Word for word, set down every line of the entries below from the line with "positive clicks: (722, 216)" to the line with "box: [12, 164, 190, 222]", including both, and no other line.
*** Opening Provided information ***
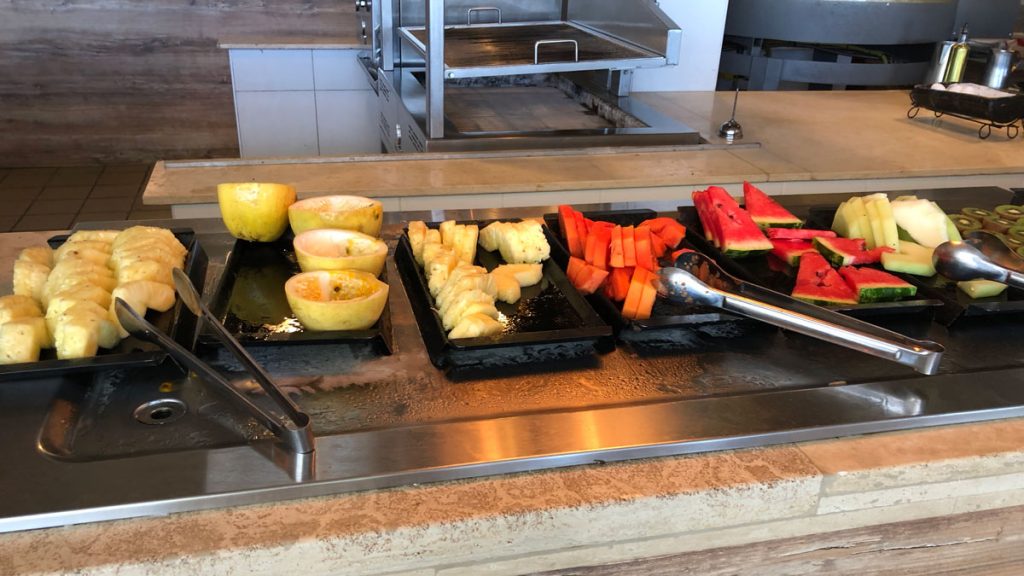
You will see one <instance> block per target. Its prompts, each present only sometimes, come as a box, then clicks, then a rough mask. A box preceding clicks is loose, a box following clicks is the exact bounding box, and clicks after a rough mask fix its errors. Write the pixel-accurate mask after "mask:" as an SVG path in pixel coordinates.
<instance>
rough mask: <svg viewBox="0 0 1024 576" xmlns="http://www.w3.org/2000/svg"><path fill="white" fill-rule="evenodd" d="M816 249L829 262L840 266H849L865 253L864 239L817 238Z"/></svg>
mask: <svg viewBox="0 0 1024 576" xmlns="http://www.w3.org/2000/svg"><path fill="white" fill-rule="evenodd" d="M812 242H813V243H814V248H815V249H817V251H818V252H821V255H822V256H824V257H825V259H827V260H828V261H829V262H831V263H834V264H836V265H838V266H848V265H850V264H852V263H853V260H854V258H856V257H857V255H858V254H860V253H861V252H863V251H864V239H863V238H821V237H820V236H818V237H815V238H814V239H813V240H812Z"/></svg>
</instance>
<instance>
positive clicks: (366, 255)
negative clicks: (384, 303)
mask: <svg viewBox="0 0 1024 576" xmlns="http://www.w3.org/2000/svg"><path fill="white" fill-rule="evenodd" d="M292 245H293V247H294V248H295V257H296V259H298V261H299V268H300V269H302V272H312V271H316V270H361V271H362V272H369V273H370V274H372V275H374V276H380V274H381V271H383V270H384V259H385V258H386V257H387V244H385V243H384V241H383V240H381V239H379V238H374V237H373V236H367V235H366V234H362V233H358V232H353V231H350V230H338V229H322V230H309V231H306V232H303V233H302V234H299V235H298V236H296V237H295V240H293V241H292ZM473 246H474V247H475V246H476V241H475V239H474V242H473ZM421 250H422V244H421Z"/></svg>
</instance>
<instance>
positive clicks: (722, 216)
mask: <svg viewBox="0 0 1024 576" xmlns="http://www.w3.org/2000/svg"><path fill="white" fill-rule="evenodd" d="M707 192H708V195H709V198H710V199H711V205H712V214H711V216H712V217H713V218H714V224H713V225H714V227H715V235H716V239H717V241H718V245H719V249H720V250H722V252H723V253H725V254H726V255H727V256H731V257H736V258H740V257H745V256H752V255H755V254H761V253H764V252H767V251H769V250H771V248H772V246H771V242H769V241H768V239H767V238H765V235H764V234H763V233H762V232H761V229H760V228H759V227H758V224H757V223H755V221H754V220H753V219H751V216H750V214H748V213H746V212H745V211H744V210H743V209H742V208H740V207H739V205H738V204H736V201H735V200H733V199H732V197H730V196H729V194H728V193H727V192H726V191H725V190H724V189H721V188H718V187H711V188H709V189H708V191H707ZM706 228H707V227H706Z"/></svg>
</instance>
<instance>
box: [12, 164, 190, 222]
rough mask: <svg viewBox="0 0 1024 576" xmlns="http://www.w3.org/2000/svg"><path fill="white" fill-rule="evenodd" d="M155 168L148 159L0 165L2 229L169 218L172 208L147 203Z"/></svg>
mask: <svg viewBox="0 0 1024 576" xmlns="http://www.w3.org/2000/svg"><path fill="white" fill-rule="evenodd" d="M152 169H153V166H152V165H147V164H129V165H110V166H61V167H51V168H0V232H25V231H37V230H66V229H70V228H72V227H74V225H75V224H76V223H78V222H84V221H97V220H126V219H130V220H144V219H154V218H169V217H170V216H171V211H170V208H168V207H155V206H145V205H143V204H142V191H143V190H144V189H145V182H146V180H148V178H150V171H151V170H152Z"/></svg>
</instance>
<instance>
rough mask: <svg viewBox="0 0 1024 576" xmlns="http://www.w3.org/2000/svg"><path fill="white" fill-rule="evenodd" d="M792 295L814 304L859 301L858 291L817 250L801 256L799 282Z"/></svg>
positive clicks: (798, 280)
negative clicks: (855, 290)
mask: <svg viewBox="0 0 1024 576" xmlns="http://www.w3.org/2000/svg"><path fill="white" fill-rule="evenodd" d="M792 295H793V297H794V298H799V299H801V300H804V301H807V302H810V303H812V304H855V303H857V293H856V292H854V291H853V288H850V285H849V284H847V283H846V281H845V280H843V277H842V276H840V274H839V273H838V272H836V271H835V269H833V268H831V264H829V263H828V260H826V259H825V258H824V256H822V255H821V254H818V253H817V252H807V253H806V254H804V255H802V256H801V257H800V269H799V270H798V271H797V284H796V286H794V287H793V292H792Z"/></svg>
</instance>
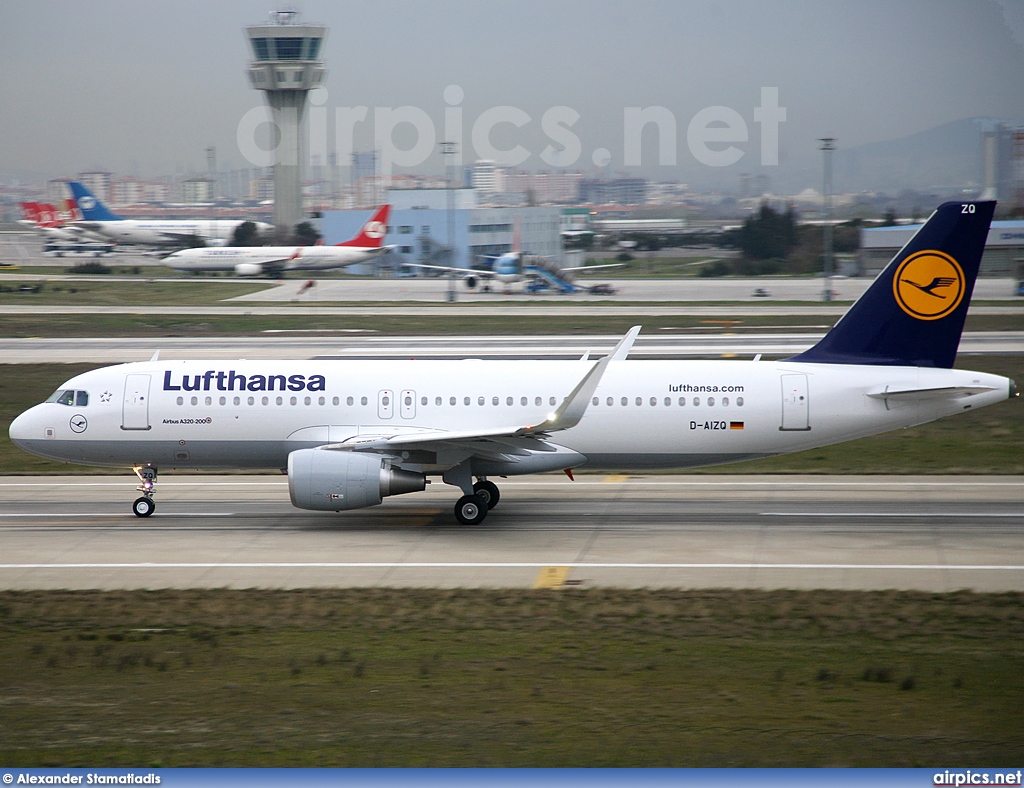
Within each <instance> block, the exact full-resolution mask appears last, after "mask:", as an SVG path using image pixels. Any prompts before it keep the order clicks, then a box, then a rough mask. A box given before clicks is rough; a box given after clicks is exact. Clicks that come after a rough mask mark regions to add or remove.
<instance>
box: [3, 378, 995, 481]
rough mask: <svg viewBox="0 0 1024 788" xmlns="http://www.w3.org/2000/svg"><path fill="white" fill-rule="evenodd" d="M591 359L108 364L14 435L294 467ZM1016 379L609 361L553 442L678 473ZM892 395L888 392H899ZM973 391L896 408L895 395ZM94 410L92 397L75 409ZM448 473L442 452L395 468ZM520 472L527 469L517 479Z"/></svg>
mask: <svg viewBox="0 0 1024 788" xmlns="http://www.w3.org/2000/svg"><path fill="white" fill-rule="evenodd" d="M592 364H593V361H529V360H523V361H481V360H464V361H416V360H411V361H376V360H375V361H362V360H356V361H345V360H326V361H316V360H307V361H151V362H144V363H131V364H122V365H119V366H113V367H105V368H102V369H96V370H93V371H90V373H86V374H84V375H81V376H78V377H77V378H75V379H73V380H72V381H69V382H68V383H67V384H65V389H68V390H76V391H81V392H86V394H87V399H88V404H87V405H84V406H82V405H79V404H60V403H59V402H46V403H43V404H40V405H37V406H35V407H33V408H31V409H30V410H28V411H26V412H25V413H23V414H22V415H19V417H18V418H17V419H16V420H15V421H14V422H13V423H12V424H11V428H10V435H11V438H12V440H13V441H14V442H15V443H16V444H17V445H19V446H20V447H23V448H25V449H27V450H29V451H32V452H34V453H36V454H41V455H43V456H47V457H51V458H54V459H61V461H69V462H74V463H83V464H88V465H108V466H133V465H134V466H141V465H146V464H153V465H154V466H158V467H159V468H161V469H165V468H187V469H217V468H284V467H285V466H286V465H287V462H288V454H289V453H290V452H291V451H293V450H295V449H299V448H310V447H314V446H318V445H324V444H328V443H332V444H343V443H346V442H352V441H356V440H359V439H360V436H361V439H364V440H366V439H367V436H393V435H399V434H402V433H416V432H418V431H432V432H436V431H466V430H475V429H487V428H502V427H515V426H518V425H524V426H525V425H537V424H540V423H542V422H544V420H545V419H546V418H548V415H549V414H550V413H551V412H552V411H553V410H554V409H555V407H556V405H558V404H559V403H560V402H561V401H562V400H563V399H564V398H565V397H566V396H567V395H568V394H569V392H570V391H571V390H572V389H573V387H574V386H575V385H577V383H578V382H579V381H580V380H581V378H582V377H583V376H584V375H585V374H586V373H587V370H588V369H589V368H590V367H591V365H592ZM1010 386H1011V384H1010V381H1009V380H1008V379H1006V378H1000V377H998V376H994V375H987V374H981V373H972V371H965V370H958V369H936V368H921V367H899V366H855V365H840V364H809V363H798V362H793V361H727V360H726V361H669V360H653V361H644V360H622V361H612V362H611V363H610V364H609V365H608V367H607V370H606V373H605V375H604V377H603V379H601V382H600V385H599V386H598V388H597V390H596V392H595V393H594V396H593V399H592V401H591V402H590V404H589V405H588V406H587V410H586V413H585V414H584V417H583V419H582V421H580V423H579V424H578V425H577V426H574V427H572V428H570V429H567V430H564V431H561V432H555V433H552V434H551V436H550V438H549V440H550V442H551V443H553V444H557V445H558V446H562V447H565V448H567V449H571V450H572V451H575V452H579V453H580V454H582V455H584V456H585V457H586V462H585V463H578V464H577V465H586V466H587V467H588V468H605V469H621V470H629V469H644V468H672V467H676V468H682V467H692V466H701V465H712V464H718V463H727V462H734V461H739V459H745V458H750V457H760V456H767V455H771V454H780V453H785V452H790V451H798V450H801V449H806V448H811V447H815V446H822V445H827V444H833V443H838V442H841V441H846V440H850V439H853V438H859V437H863V436H867V435H872V434H876V433H881V432H886V431H889V430H894V429H898V428H901V427H908V426H912V425H916V424H921V423H924V422H929V421H932V420H935V419H938V418H941V417H944V415H950V414H953V413H957V412H963V411H965V410H968V409H973V408H977V407H981V406H984V405H987V404H991V403H994V402H998V401H1001V400H1004V399H1006V398H1007V397H1008V396H1009V395H1010V391H1011V389H1010ZM887 387H888V388H887ZM946 387H949V388H954V389H959V390H963V391H968V390H970V393H959V394H953V395H949V396H946V395H937V396H935V397H927V396H926V397H924V398H910V399H901V398H899V397H894V398H892V399H888V398H886V397H884V396H882V395H881V394H880V392H885V391H896V390H914V389H922V388H926V389H935V390H936V391H938V390H940V389H942V388H946ZM74 401H76V402H78V401H82V400H81V398H79V399H77V400H74ZM399 462H400V464H401V467H402V468H409V469H413V470H416V471H420V472H423V473H428V474H430V473H439V472H440V471H442V470H443V469H444V468H445V467H450V466H451V465H453V464H454V463H457V462H460V461H459V459H458V458H457V457H446V456H444V455H443V451H442V450H441V449H436V450H431V451H424V452H413V453H412V454H411V455H407V456H403V457H400V458H399ZM508 473H515V471H514V470H512V471H509V472H508Z"/></svg>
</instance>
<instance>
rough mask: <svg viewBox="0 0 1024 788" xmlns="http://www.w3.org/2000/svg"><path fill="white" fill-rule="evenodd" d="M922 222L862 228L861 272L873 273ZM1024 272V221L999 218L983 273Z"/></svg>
mask: <svg viewBox="0 0 1024 788" xmlns="http://www.w3.org/2000/svg"><path fill="white" fill-rule="evenodd" d="M921 226H922V225H920V224H903V225H899V226H897V227H871V228H866V229H862V230H861V231H860V259H859V262H860V274H861V275H862V276H874V275H876V274H878V273H879V271H881V270H882V269H883V268H885V267H886V265H887V264H888V263H889V261H890V260H892V259H893V257H894V256H895V255H896V253H897V252H899V251H900V250H901V249H902V248H903V245H904V244H906V242H908V240H909V239H910V237H911V236H912V235H913V233H915V232H916V231H918V230H920V229H921ZM1022 271H1024V221H996V222H992V226H991V227H990V228H989V230H988V240H987V242H985V253H984V254H983V255H982V256H981V272H980V274H979V275H981V276H1014V277H1021V276H1022Z"/></svg>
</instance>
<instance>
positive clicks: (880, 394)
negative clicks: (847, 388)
mask: <svg viewBox="0 0 1024 788" xmlns="http://www.w3.org/2000/svg"><path fill="white" fill-rule="evenodd" d="M989 391H995V389H994V388H992V387H991V386H980V385H979V386H935V387H933V388H924V389H900V388H894V387H892V386H886V387H885V388H884V389H880V390H878V391H869V392H867V396H869V397H872V398H874V399H902V400H914V399H918V400H925V399H956V398H957V397H973V396H974V395H976V394H986V393H987V392H989Z"/></svg>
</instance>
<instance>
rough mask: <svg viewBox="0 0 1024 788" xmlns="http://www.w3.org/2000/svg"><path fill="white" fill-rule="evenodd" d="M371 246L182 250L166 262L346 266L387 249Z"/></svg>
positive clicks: (331, 266) (298, 270)
mask: <svg viewBox="0 0 1024 788" xmlns="http://www.w3.org/2000/svg"><path fill="white" fill-rule="evenodd" d="M384 251H385V249H384V248H370V247H324V246H321V247H221V248H220V249H183V250H181V251H180V252H175V253H174V254H172V255H168V256H167V257H166V258H164V260H163V263H164V265H167V266H170V267H171V268H174V269H176V270H179V271H230V270H236V269H238V267H239V266H240V265H241V266H267V267H268V269H270V268H272V269H274V270H285V271H314V270H327V269H330V268H343V267H345V266H346V265H354V264H356V263H361V262H365V261H367V260H370V259H371V258H373V257H376V256H377V255H379V254H381V253H382V252H384Z"/></svg>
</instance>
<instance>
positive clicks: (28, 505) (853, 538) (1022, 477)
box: [0, 475, 1024, 592]
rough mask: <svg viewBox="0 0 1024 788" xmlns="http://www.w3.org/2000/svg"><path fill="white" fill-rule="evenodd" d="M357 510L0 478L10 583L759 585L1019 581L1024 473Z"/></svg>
mask: <svg viewBox="0 0 1024 788" xmlns="http://www.w3.org/2000/svg"><path fill="white" fill-rule="evenodd" d="M501 488H502V493H503V495H502V500H501V502H500V504H499V506H498V508H497V509H495V511H494V512H492V513H490V515H489V516H488V518H487V520H486V521H484V523H483V524H481V525H479V526H476V527H465V526H459V525H458V524H457V523H456V522H455V518H454V516H453V514H452V506H453V504H454V500H455V498H456V497H457V492H456V491H455V490H454V489H453V488H450V487H446V486H444V485H441V484H433V485H431V486H430V487H428V490H427V491H426V492H425V493H419V494H415V495H408V496H398V497H393V498H387V499H385V502H384V505H383V506H381V507H377V508H374V509H369V510H360V511H355V512H348V513H342V514H333V513H309V512H302V511H300V510H296V509H293V508H292V507H291V505H290V502H289V498H288V486H287V480H286V479H285V478H284V477H280V476H170V475H166V476H164V477H163V478H162V479H161V481H160V482H159V485H158V494H157V506H158V509H157V514H156V515H154V516H153V517H152V518H150V519H144V520H143V519H138V518H135V517H134V516H133V515H131V514H130V510H129V506H130V502H131V500H132V499H134V497H135V496H136V495H137V494H138V493H137V492H135V491H134V482H133V480H129V479H125V478H118V477H95V476H93V477H63V478H59V479H54V478H33V477H6V478H0V587H3V588H19V589H27V588H159V587H288V588H291V587H310V586H334V587H338V586H420V587H454V586H461V587H531V586H547V587H561V586H565V585H578V586H593V585H600V586H621V587H641V586H647V587H762V588H868V589H870V588H916V589H924V590H934V592H948V590H953V589H957V588H973V589H977V590H987V592H996V590H1024V507H1022V506H1021V504H1022V502H1024V477H976V478H971V477H955V478H950V477H899V478H891V477H888V478H882V477H824V476H820V477H817V476H794V477H790V476H785V477H780V476H767V477H765V476H738V475H737V476H727V475H716V476H694V475H685V476H684V475H675V476H672V475H666V476H636V477H628V476H598V475H580V476H578V480H577V481H575V482H569V481H568V480H567V479H565V477H563V476H543V477H530V478H528V479H518V480H516V479H510V480H503V481H502V482H501Z"/></svg>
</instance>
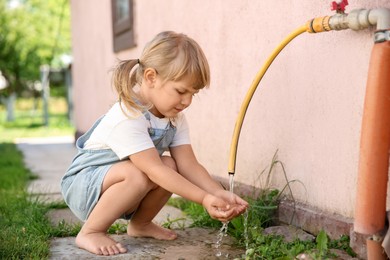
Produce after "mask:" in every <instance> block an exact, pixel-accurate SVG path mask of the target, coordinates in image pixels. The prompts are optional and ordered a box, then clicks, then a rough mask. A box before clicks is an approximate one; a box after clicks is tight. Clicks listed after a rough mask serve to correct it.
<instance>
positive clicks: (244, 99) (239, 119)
mask: <svg viewBox="0 0 390 260" xmlns="http://www.w3.org/2000/svg"><path fill="white" fill-rule="evenodd" d="M306 31H307V32H311V31H310V29H308V25H307V24H306V25H303V26H301V27H299V28H298V29H296V30H295V31H293V32H292V33H291V34H290V35H288V36H287V37H286V38H285V39H284V40H283V41H282V42H281V43H280V44H279V45H278V46H277V47H276V48H275V49H274V50H273V51H272V53H271V55H270V56H269V57H268V59H267V60H266V62H265V63H264V65H263V67H262V68H261V69H260V71H259V72H258V73H257V74H256V77H255V79H254V80H253V82H252V84H251V86H250V88H249V90H248V92H247V93H246V96H245V99H244V101H243V103H242V105H241V108H240V111H239V113H238V116H237V120H236V125H235V127H234V132H233V138H232V143H231V145H230V154H229V166H228V172H229V175H230V174H232V175H234V173H235V168H236V156H237V147H238V139H239V137H240V132H241V128H242V124H243V122H244V118H245V114H246V111H247V109H248V106H249V103H250V101H251V99H252V97H253V94H254V93H255V91H256V88H257V86H258V85H259V83H260V81H261V79H262V78H263V76H264V74H265V73H266V72H267V70H268V68H269V66H271V64H272V62H273V61H274V59H275V58H276V56H278V54H279V53H280V52H281V51H282V50H283V48H284V47H286V45H287V44H289V43H290V42H291V41H292V40H293V39H294V38H295V37H297V36H298V35H300V34H302V33H304V32H306Z"/></svg>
*** Closing Provided information ***
Result for this exercise →
positive clicks: (722, 216)
mask: <svg viewBox="0 0 1024 576" xmlns="http://www.w3.org/2000/svg"><path fill="white" fill-rule="evenodd" d="M707 192H708V195H709V198H710V199H711V205H712V214H711V216H712V217H713V218H714V224H713V225H714V227H715V235H716V239H717V241H718V245H719V249H720V250H722V252H723V253H725V254H726V255H727V256H731V257H736V258H740V257H745V256H752V255H755V254H761V253H764V252H767V251H769V250H771V248H772V246H771V242H769V241H768V239H767V238H765V235H764V234H763V233H762V232H761V229H760V228H759V227H758V224H757V223H755V221H754V220H753V219H751V216H750V214H748V213H746V212H745V211H744V210H743V209H742V208H740V207H739V205H738V204H736V201H735V200H733V199H732V197H730V196H729V194H728V193H727V192H726V191H725V190H724V189H721V188H718V187H711V188H709V189H708V191H707ZM706 228H707V227H706Z"/></svg>
</instance>
<instance>
box: [12, 164, 190, 222]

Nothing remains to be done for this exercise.